**Work to complete:**
The entries below should be copied exactly and completely.

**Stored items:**
★ ★ ★ ★ ★

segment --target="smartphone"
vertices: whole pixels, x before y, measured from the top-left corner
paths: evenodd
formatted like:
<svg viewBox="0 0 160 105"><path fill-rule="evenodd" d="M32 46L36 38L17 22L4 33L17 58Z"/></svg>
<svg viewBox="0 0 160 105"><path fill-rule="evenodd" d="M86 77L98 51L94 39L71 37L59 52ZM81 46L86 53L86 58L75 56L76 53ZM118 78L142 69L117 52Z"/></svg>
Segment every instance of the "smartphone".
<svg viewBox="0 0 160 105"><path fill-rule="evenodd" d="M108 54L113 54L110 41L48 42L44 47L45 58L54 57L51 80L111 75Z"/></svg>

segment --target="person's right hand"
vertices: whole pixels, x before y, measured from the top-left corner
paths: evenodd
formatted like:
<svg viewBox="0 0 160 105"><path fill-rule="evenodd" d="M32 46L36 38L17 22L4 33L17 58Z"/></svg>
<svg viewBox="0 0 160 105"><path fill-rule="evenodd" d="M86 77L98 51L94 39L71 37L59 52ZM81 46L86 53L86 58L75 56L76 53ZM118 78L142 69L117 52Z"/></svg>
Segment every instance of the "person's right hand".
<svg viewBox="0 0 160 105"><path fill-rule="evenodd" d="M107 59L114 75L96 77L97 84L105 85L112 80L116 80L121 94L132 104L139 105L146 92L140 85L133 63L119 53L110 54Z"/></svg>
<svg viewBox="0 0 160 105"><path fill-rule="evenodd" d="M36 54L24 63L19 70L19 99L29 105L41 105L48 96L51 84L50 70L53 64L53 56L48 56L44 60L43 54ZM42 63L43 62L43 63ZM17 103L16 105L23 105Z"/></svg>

★ ★ ★ ★ ★

**Answer box:**
segment --target="smartphone"
vertices: whole pixels, x before y, measured from the top-left corner
paths: evenodd
formatted like:
<svg viewBox="0 0 160 105"><path fill-rule="evenodd" d="M32 46L36 38L17 22L4 33L17 58Z"/></svg>
<svg viewBox="0 0 160 105"><path fill-rule="evenodd" d="M86 77L98 51L94 39L71 37L59 52ZM81 46L86 53L86 58L75 56L76 53ZM118 78L142 69L117 52Z"/></svg>
Segment every instance of the "smartphone".
<svg viewBox="0 0 160 105"><path fill-rule="evenodd" d="M108 54L113 54L110 41L48 42L44 47L45 58L54 57L51 80L111 75Z"/></svg>

segment --target="person's right hand"
vertices: whole pixels, x before y, measured from the top-left corner
paths: evenodd
formatted like:
<svg viewBox="0 0 160 105"><path fill-rule="evenodd" d="M32 46L36 38L17 22L4 33L17 58Z"/></svg>
<svg viewBox="0 0 160 105"><path fill-rule="evenodd" d="M86 77L98 51L94 39L71 37L59 52ZM81 46L86 53L86 58L75 56L76 53ZM118 78L142 69L117 52Z"/></svg>
Segment every instance of the "person's right hand".
<svg viewBox="0 0 160 105"><path fill-rule="evenodd" d="M107 59L114 75L96 77L97 84L105 85L112 80L116 80L121 94L132 104L139 105L146 92L140 85L133 63L119 53L110 54Z"/></svg>
<svg viewBox="0 0 160 105"><path fill-rule="evenodd" d="M36 54L24 63L19 70L19 99L29 105L41 105L48 96L51 84L50 70L53 64L53 56L48 56L44 60L43 54ZM42 63L43 62L43 63ZM17 103L16 105L23 105Z"/></svg>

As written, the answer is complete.